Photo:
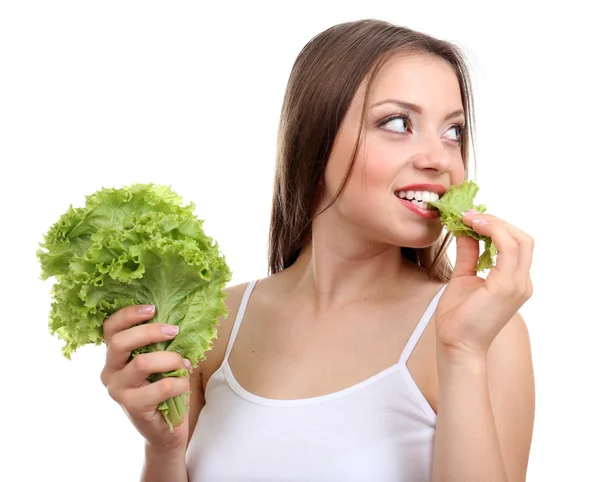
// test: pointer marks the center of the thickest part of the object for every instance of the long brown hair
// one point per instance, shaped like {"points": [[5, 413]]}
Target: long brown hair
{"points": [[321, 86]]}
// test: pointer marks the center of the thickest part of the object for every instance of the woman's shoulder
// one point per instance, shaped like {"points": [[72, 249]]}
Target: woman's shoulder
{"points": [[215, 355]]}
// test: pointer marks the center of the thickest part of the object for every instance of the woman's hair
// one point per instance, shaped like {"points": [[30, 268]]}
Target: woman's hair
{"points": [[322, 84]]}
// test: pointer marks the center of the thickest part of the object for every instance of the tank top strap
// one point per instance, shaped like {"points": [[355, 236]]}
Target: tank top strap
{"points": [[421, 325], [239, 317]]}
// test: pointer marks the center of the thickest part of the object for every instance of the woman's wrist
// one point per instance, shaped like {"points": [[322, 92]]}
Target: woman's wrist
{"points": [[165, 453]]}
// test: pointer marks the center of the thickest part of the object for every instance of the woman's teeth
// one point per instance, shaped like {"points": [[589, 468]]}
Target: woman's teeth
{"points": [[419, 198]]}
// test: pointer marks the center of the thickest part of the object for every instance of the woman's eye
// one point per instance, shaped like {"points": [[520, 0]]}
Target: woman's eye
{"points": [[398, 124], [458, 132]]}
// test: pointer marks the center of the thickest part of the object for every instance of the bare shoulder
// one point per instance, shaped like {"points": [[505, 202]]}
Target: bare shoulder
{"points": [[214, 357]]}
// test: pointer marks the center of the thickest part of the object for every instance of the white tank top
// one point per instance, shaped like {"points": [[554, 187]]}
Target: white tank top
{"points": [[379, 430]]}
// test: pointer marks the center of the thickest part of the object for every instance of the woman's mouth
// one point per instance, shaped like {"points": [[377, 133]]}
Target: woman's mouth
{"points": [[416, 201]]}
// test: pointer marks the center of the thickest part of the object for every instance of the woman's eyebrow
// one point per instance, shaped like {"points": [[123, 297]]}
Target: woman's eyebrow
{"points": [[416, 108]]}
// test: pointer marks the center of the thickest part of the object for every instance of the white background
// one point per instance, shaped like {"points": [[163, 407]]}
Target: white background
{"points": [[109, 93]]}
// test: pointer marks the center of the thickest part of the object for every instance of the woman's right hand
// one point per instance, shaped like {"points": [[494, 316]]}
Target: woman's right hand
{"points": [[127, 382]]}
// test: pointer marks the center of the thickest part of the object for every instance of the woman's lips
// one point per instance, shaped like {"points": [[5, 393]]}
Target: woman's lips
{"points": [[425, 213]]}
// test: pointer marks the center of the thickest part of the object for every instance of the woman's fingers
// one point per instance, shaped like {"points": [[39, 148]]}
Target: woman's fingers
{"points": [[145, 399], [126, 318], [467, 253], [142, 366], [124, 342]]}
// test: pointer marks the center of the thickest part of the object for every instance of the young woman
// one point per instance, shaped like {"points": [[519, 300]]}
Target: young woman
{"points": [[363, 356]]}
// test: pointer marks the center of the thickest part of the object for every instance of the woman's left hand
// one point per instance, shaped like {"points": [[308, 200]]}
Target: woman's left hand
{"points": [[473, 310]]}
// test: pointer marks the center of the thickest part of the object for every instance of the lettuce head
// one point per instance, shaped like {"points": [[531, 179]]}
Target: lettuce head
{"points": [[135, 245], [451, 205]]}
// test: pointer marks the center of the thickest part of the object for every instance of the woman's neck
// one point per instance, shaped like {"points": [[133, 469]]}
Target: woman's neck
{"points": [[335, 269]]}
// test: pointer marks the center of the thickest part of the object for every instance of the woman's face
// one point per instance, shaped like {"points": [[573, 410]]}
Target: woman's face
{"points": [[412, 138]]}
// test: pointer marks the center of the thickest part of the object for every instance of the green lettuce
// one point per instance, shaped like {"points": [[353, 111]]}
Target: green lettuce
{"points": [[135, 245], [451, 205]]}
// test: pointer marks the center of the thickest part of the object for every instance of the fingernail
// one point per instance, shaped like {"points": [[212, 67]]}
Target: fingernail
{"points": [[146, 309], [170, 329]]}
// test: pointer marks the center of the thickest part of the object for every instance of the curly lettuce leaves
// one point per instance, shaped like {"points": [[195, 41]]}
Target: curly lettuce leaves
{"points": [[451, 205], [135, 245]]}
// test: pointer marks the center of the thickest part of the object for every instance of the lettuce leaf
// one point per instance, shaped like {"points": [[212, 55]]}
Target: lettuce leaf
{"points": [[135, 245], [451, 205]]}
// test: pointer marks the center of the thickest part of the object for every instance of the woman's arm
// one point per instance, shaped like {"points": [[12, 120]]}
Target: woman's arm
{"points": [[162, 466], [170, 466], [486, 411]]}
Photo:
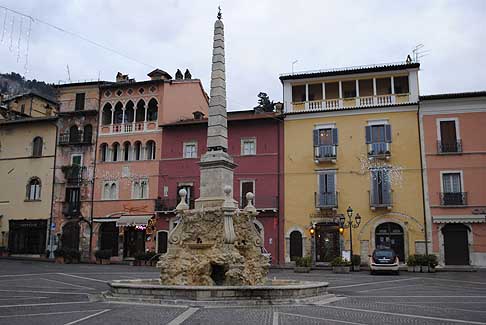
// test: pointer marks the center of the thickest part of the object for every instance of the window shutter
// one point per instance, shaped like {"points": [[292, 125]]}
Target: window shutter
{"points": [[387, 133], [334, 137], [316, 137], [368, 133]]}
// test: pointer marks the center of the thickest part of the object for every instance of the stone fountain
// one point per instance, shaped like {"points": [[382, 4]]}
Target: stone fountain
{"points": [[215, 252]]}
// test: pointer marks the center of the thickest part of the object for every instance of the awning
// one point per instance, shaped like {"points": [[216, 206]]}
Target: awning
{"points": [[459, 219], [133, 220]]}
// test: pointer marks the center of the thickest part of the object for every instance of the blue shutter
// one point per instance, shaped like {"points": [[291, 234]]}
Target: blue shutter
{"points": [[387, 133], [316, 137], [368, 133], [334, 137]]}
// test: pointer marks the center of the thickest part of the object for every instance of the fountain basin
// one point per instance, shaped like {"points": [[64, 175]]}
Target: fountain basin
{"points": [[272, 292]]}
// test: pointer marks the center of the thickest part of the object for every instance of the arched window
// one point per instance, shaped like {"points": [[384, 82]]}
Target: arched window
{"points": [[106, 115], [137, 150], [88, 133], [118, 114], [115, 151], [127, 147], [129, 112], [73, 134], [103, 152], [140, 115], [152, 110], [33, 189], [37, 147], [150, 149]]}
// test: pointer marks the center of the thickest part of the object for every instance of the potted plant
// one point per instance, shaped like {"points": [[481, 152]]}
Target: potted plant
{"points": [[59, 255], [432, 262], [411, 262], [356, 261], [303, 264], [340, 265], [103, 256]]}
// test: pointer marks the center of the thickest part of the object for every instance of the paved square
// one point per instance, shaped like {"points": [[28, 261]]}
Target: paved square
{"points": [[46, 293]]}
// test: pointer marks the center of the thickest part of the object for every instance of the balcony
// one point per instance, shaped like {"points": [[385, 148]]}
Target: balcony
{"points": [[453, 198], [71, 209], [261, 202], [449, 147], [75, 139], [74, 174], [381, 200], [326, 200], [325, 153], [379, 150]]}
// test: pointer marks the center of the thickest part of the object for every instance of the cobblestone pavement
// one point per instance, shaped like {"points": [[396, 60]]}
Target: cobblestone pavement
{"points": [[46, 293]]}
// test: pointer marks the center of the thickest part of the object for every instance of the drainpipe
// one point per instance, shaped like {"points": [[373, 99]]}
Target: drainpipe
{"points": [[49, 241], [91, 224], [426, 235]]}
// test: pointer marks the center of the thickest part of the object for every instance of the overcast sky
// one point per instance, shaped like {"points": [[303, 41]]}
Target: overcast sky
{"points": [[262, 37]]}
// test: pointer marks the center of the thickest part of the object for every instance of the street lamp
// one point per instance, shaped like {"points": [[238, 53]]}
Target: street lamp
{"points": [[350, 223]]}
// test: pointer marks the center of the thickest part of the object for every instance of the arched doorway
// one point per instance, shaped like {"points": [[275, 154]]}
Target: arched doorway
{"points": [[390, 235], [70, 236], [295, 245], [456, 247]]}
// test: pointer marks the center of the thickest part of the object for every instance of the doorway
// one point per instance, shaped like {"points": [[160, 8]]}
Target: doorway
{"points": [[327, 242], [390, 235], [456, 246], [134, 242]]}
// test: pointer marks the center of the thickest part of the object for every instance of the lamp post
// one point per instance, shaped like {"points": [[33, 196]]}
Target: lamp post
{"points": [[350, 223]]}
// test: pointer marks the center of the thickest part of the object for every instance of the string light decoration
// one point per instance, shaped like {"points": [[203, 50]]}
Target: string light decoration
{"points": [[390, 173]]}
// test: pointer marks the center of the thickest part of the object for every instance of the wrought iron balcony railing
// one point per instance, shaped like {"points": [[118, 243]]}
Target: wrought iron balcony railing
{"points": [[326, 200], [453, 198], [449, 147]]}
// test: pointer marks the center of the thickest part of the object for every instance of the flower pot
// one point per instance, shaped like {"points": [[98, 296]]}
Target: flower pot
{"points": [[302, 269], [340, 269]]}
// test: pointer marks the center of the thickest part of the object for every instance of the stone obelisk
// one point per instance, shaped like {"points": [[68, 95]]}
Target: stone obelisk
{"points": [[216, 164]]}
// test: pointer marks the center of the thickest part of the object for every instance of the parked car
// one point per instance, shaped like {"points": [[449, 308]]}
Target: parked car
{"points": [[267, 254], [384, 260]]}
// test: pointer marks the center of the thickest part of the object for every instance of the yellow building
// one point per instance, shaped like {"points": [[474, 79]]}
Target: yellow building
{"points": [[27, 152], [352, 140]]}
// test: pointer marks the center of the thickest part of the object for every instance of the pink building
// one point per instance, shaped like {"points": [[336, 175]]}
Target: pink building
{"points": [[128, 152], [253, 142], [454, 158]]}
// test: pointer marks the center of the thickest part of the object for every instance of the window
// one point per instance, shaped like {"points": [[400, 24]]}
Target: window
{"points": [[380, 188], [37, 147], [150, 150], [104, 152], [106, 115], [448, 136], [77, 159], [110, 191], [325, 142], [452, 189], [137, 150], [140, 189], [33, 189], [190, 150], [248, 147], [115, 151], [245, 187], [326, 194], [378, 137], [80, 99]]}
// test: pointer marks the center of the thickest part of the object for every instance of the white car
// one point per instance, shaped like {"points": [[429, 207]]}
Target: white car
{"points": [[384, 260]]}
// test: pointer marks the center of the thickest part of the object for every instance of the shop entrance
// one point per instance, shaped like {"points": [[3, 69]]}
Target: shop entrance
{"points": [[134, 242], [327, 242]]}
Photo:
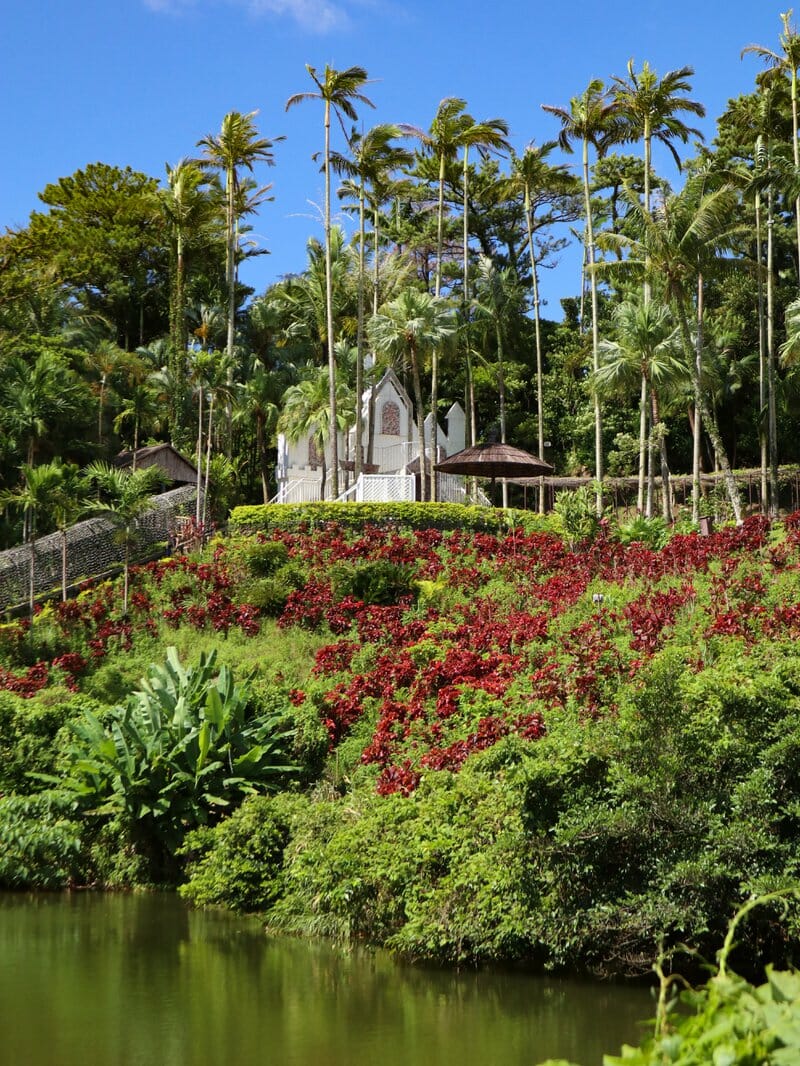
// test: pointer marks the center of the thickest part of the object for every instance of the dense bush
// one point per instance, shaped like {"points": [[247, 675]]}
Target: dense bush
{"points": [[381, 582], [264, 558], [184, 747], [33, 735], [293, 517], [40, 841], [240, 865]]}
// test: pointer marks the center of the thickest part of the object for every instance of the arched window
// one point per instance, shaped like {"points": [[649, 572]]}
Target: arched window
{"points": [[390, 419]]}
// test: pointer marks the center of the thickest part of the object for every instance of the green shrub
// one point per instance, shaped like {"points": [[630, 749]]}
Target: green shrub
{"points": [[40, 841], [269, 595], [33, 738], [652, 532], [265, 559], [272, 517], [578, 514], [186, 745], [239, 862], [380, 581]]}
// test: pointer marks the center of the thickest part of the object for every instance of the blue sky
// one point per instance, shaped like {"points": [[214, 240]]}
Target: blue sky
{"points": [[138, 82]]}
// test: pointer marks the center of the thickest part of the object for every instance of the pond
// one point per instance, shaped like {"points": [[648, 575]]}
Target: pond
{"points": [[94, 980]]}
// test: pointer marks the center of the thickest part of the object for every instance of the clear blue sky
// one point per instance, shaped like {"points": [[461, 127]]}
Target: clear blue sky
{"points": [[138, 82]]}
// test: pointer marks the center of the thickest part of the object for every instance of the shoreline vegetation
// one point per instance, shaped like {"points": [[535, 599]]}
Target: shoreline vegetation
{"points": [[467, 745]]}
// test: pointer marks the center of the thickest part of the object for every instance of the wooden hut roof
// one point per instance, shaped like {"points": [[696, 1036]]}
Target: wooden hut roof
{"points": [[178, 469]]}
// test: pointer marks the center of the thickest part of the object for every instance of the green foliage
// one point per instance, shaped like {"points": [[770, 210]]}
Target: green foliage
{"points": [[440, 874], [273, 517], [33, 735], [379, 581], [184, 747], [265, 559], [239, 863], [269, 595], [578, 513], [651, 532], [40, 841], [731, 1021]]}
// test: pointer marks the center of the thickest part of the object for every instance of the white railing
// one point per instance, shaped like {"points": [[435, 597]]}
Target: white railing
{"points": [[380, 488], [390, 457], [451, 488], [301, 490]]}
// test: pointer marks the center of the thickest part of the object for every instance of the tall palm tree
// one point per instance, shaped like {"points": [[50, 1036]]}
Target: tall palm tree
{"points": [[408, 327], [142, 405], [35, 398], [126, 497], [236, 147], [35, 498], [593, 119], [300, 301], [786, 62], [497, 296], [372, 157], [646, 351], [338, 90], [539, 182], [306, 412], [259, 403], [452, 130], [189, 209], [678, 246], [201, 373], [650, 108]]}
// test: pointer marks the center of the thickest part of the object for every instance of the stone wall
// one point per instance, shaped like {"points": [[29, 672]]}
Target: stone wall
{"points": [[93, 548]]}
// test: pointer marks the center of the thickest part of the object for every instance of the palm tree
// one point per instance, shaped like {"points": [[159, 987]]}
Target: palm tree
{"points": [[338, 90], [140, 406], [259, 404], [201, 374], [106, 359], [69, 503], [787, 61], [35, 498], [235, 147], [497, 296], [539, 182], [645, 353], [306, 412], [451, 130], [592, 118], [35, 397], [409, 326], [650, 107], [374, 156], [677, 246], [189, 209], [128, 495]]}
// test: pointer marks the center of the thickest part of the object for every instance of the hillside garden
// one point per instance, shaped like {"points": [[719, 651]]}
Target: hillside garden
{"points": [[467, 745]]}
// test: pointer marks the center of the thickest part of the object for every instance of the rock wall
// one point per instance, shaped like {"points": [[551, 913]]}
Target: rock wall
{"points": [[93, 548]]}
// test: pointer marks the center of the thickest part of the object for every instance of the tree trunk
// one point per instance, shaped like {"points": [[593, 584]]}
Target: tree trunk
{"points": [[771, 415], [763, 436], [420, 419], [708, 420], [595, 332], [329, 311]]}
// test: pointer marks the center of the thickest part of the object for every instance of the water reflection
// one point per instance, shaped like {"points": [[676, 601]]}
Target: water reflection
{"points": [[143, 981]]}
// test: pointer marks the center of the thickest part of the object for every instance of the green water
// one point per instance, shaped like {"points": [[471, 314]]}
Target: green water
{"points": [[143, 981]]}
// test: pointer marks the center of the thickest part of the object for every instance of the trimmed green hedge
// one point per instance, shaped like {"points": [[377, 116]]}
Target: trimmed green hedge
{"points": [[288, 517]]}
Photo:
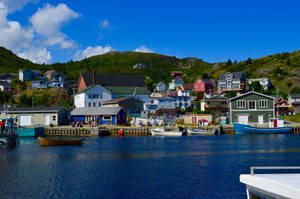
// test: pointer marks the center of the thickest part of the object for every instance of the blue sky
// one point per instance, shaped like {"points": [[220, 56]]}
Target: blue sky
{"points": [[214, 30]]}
──────────────────────────────
Description of the task - Retype exactly the lines of the data above that fall between the line with "of the doorway" and the line with "the string light decoration", inclusive, and add nothing.

Solution -
// test: pointer marks the center of the thickest part of the object for every instance of the doorway
// one point per instance, shaped like {"points": [[160, 8]]}
Target: doorway
{"points": [[327, 242], [390, 235], [456, 246], [134, 242]]}
// test: pointer marks the center of the thickest part of the object for every instance of the lamp post
// one point per instance, shaped like {"points": [[33, 196]]}
Target: lamp post
{"points": [[350, 223]]}
// test: pointer marks the center of the thickest part of the object for every instance of the string light decoration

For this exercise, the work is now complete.